### Supplied passage
And in September 2021, Gantz held a meeting in Ramallah with Abbas to discuss a loan of 500 million shekels ($160 million) to the P.A., even while it continues to pay salaries to terrorists and their families.
‘Supporting acts of terror’
Simcha Rothman, an Israeli lawyer and a Knesset member of the Religious Zionist Party, told JNS “a government that is based on a terror-supporting party like Ra’am moved very quickly to support terror by itself. Transferring money to the P.A. against Israeli law supports and allows it to pay salaries to terrorists and encourage the next terror act against Israeli citizens. The fact that this happened in a government when there are people there who call themselves right-wing is a shame.”
Palestinian Media Watch (PMW) has taken the initiative, pushing for a law that would see Israeli terrorists who receive terror rewards from the P.A. stripped of their Israeli residency and/or citizenship.
The legislation was originally signed by 41 Knesset members from 10 parties, including eight signatories who are today ministers in the government. Alongside presenting and explaining the law, MK Avi Dichter of the Likud Party also raised the issue of the government breaching the “Freeze Law,” which is supposed to freeze tax transfers to the Palestinians.

### Requirement
Copy out the full passage on Israeli money transfers to the P.A. word for word, from its first sentence to its last.

### Extracted entries
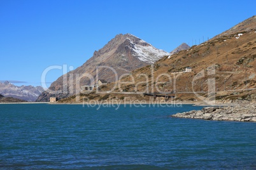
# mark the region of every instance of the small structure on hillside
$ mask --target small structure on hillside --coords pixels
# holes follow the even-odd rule
[[[85,85],[81,86],[81,89],[83,91],[92,91],[94,87],[94,85]]]
[[[186,67],[186,69],[185,70],[185,72],[192,72],[192,68],[191,67]]]
[[[50,98],[50,103],[54,103],[54,102],[56,102],[57,101],[58,101],[57,98],[54,98],[54,97]]]
[[[106,81],[105,81],[104,79],[99,79],[98,80],[98,86],[99,86],[99,87],[102,86],[102,85],[106,85],[108,84],[108,82]]]

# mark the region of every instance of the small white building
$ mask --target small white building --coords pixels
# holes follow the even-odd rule
[[[106,85],[108,84],[108,82],[104,80],[104,79],[99,79],[98,80],[98,86],[99,86],[99,87],[102,86],[102,85]]]
[[[186,67],[186,69],[185,70],[185,72],[192,72],[192,68],[191,67]]]

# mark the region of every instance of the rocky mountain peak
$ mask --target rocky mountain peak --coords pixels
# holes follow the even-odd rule
[[[88,60],[81,67],[72,71],[72,74],[78,74],[80,86],[94,84],[96,83],[96,69],[101,66],[109,67],[114,70],[118,77],[124,74],[130,73],[131,71],[152,64],[169,53],[159,49],[146,41],[131,34],[117,35],[105,46],[98,51],[95,51],[92,57]],[[99,79],[105,79],[108,82],[115,81],[115,73],[113,70],[106,68],[100,68],[98,70]],[[69,82],[68,73],[68,88],[71,83]],[[94,78],[94,82],[91,82],[88,75]],[[63,89],[63,76],[60,77],[53,82],[50,89],[62,90]],[[75,82],[73,86],[75,87]],[[59,98],[68,97],[73,93],[69,91],[66,94],[60,94],[57,96],[44,92],[38,98],[37,101],[48,101],[50,96],[57,96]]]
[[[34,101],[44,91],[41,86],[17,86],[9,81],[0,82],[0,93],[5,97],[13,97],[29,101]]]

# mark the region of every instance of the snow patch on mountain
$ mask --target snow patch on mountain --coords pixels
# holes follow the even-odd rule
[[[132,36],[136,37],[134,36]],[[127,38],[127,39],[129,39],[132,44],[132,46],[130,46],[132,55],[137,56],[138,58],[142,62],[153,63],[157,60],[161,59],[164,56],[169,55],[169,53],[162,49],[157,49],[143,40],[139,39],[141,43],[146,43],[146,46],[135,44],[129,38]]]
[[[4,83],[0,82],[0,94],[5,97],[13,97],[28,101],[36,101],[39,95],[44,91],[41,86],[16,86],[8,81]]]

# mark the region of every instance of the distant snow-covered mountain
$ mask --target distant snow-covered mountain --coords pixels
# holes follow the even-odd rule
[[[34,101],[45,89],[41,86],[17,86],[8,81],[0,82],[0,94],[28,101]]]
[[[66,80],[68,90],[70,86],[75,87],[75,82],[69,82],[70,74],[79,75],[80,86],[89,83],[88,74],[94,78],[96,77],[96,67],[108,66],[115,70],[119,77],[120,75],[130,73],[138,68],[152,64],[164,56],[169,55],[163,50],[153,47],[146,41],[131,34],[118,34],[108,43],[103,48],[96,51],[89,60],[76,70],[60,77],[53,82],[49,89],[52,91],[59,91],[63,89],[63,79]],[[115,74],[113,70],[107,68],[99,69],[99,79],[105,79],[108,82],[115,81]],[[95,80],[96,81],[96,80]],[[59,98],[68,97],[73,95],[74,92],[68,91],[64,94],[50,94],[43,92],[38,98],[38,101],[46,101],[50,96]]]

### Finished answer
And in September 2021, Gantz held a meeting in Ramallah with Abbas to discuss a loan of 500 million shekels ($160 million) to the P.A., even while it continues to pay salaries to terrorists and their families.
‘Supporting acts of terror’
Simcha Rothman, an Israeli lawyer and a Knesset member of the Religious Zionist Party, told JNS “a government that is based on a terror-supporting party like Ra’am moved very quickly to support terror by itself. Transferring money to the P.A. against Israeli law supports and allows it to pay salaries to terrorists and encourage the next terror act against Israeli citizens. The fact that this happened in a government when there are people there who call themselves right-wing is a shame.”
Palestinian Media Watch (PMW) has taken the initiative, pushing for a law that would see Israeli terrorists who receive terror rewards from the P.A. stripped of their Israeli residency and/or citizenship.
The legislation was originally signed by 41 Knesset members from 10 parties, including eight signatories who are today ministers in the government. Alongside presenting and explaining the law, MK Avi Dichter of the Likud Party also raised the issue of the government breaching the “Freeze Law,” which is supposed to freeze tax transfers to the Palestinians.